▶ Set problem
Recast the entries from the line with "the metal railing." through the end of the entries as a two-column CSV with the headers text and answer, giving one row per entry. Put each field in quotation marks and replace any line breaks with spaces.

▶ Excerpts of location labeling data
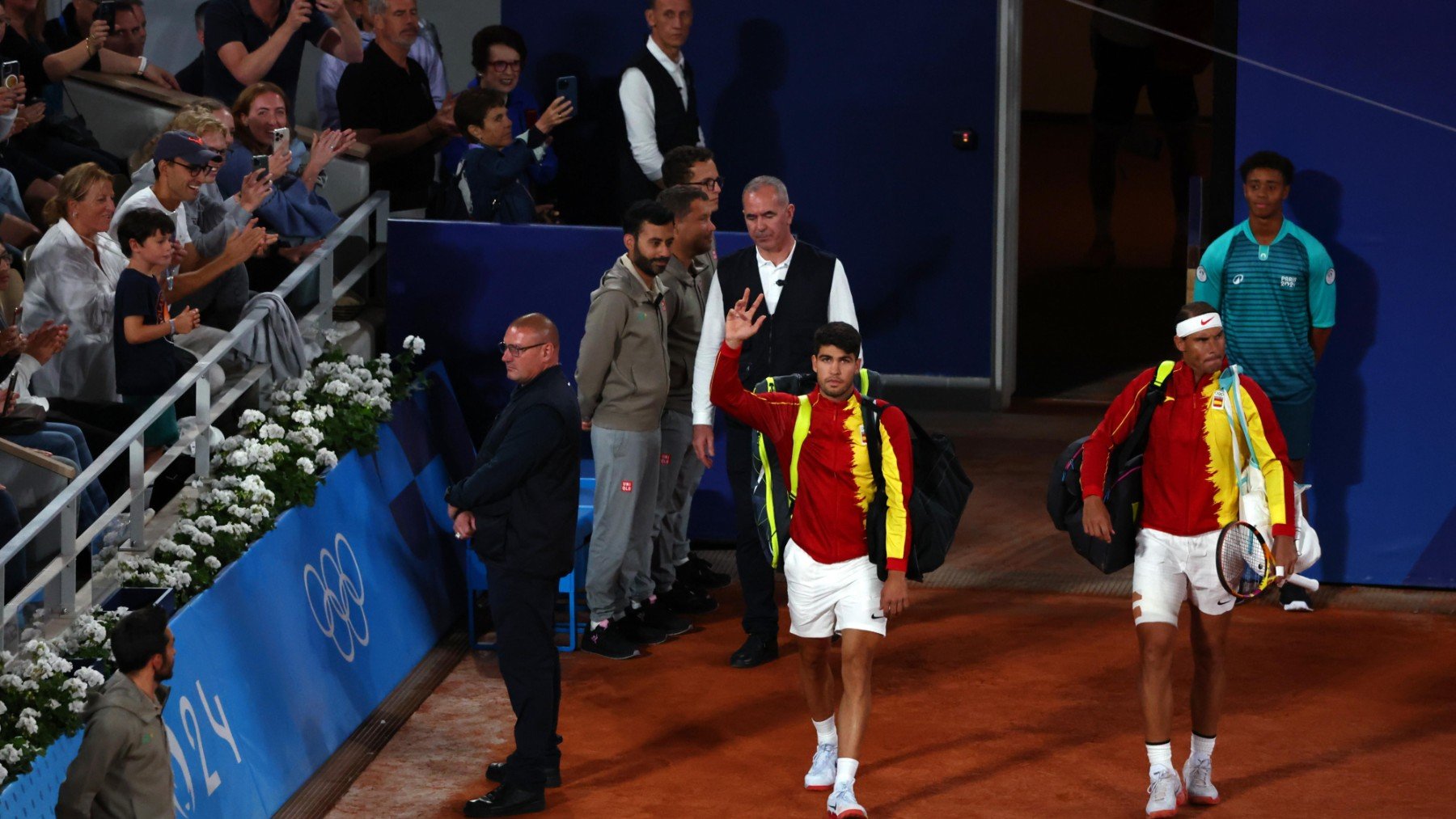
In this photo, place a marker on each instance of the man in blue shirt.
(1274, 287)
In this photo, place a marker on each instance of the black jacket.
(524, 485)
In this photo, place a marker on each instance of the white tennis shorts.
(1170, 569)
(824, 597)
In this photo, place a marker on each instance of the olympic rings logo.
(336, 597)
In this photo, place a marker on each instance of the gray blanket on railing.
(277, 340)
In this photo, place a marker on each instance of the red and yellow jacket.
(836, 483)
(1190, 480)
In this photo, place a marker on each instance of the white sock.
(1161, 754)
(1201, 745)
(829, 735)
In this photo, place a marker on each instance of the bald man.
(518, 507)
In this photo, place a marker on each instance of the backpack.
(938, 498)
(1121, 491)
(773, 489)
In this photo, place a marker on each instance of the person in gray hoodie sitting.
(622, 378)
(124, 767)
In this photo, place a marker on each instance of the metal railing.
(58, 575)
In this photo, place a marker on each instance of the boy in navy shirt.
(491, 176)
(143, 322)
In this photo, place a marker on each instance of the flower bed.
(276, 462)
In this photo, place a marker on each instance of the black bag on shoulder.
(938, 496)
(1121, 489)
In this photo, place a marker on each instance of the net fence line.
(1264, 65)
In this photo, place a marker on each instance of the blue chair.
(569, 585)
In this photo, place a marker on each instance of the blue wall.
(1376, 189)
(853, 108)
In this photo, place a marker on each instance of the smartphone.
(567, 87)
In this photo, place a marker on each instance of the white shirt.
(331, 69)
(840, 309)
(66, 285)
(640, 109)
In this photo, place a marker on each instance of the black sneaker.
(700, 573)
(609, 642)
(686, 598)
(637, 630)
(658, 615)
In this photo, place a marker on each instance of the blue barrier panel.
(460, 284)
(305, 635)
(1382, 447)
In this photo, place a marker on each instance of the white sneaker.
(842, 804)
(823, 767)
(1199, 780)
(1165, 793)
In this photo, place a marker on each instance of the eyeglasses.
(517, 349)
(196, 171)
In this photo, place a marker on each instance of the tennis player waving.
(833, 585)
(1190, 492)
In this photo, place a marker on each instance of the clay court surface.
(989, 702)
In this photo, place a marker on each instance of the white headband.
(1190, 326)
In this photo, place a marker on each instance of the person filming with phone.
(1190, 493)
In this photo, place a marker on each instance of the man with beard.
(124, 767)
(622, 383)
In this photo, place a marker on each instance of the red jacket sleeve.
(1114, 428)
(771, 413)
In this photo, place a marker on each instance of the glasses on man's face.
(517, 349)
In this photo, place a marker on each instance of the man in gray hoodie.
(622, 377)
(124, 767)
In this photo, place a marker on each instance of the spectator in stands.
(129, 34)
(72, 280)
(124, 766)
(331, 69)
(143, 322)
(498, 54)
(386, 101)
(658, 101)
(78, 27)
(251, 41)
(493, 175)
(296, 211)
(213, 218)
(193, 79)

▶ Output below
text,answer
"In this photo, place a marker on each instance of the metal railing.","(58, 575)"
"In this photo, place a marker on each instance of the boy in navy shirt.","(491, 176) (143, 322)"
"In this photo, place a marker on each instance of the flower bed.","(276, 462)"
"In this photo, place a marker on each instance of the black bag on shoulder.","(938, 496) (1121, 489)"
"In this photo, place a marker on each instance of the net fence line.","(1264, 65)"
"In this photo, place a marker on each instance of the blue chair.","(569, 585)"
"In this photo, place a marker on each instance of the blue wall.","(1376, 189) (853, 108)"
"In this photo, place a marker on each instance of the smartphone.","(567, 87)"
"In this photo, place a marker on each instance of the white shirt.","(331, 69) (840, 309) (66, 285) (640, 109)"
"In this photo, place a marker on each instance of the black sneaker.","(700, 573) (609, 642) (686, 598) (637, 630) (658, 615)"
"In this photo, place a marker on each instance of the blue barrier panel.","(460, 284) (305, 635) (1382, 447)"
"In this photo, place a marker on each instance of the white sneaker.","(842, 804) (823, 767) (1199, 780) (1165, 793)"
"In this photo, place a marker on each instance of the eyeglasses.","(517, 349) (196, 171)"
"In this photo, place a marker on each instance of the tennis player waving.","(833, 585) (1190, 492)"
"In this photo, place a marker on each instance of the clay court surface.","(989, 702)"
"In this photo, place a marker on each instance of the white headband.","(1190, 326)"
"In this photo, place a marker on each instance of the person filming with phone.","(1190, 493)"
"In this photo, place a marker on each instance of the man with beard.","(124, 767) (622, 383)"
"In this photo, place a marker on each instance of the red jacket sleeve.","(1114, 428) (771, 413)"
"In this photo, place a marker on each instance of the glasses on man's face.","(517, 349)"
"In this photo, place a marker on each instance of the man in gray hoodie.","(622, 377) (124, 767)"
"In this photo, place a marker on each instance of the spectator in stands.","(129, 34) (72, 280) (124, 766) (331, 69) (143, 322) (498, 54) (386, 101) (658, 101) (78, 27) (251, 41) (493, 175) (296, 211) (213, 218) (193, 79)"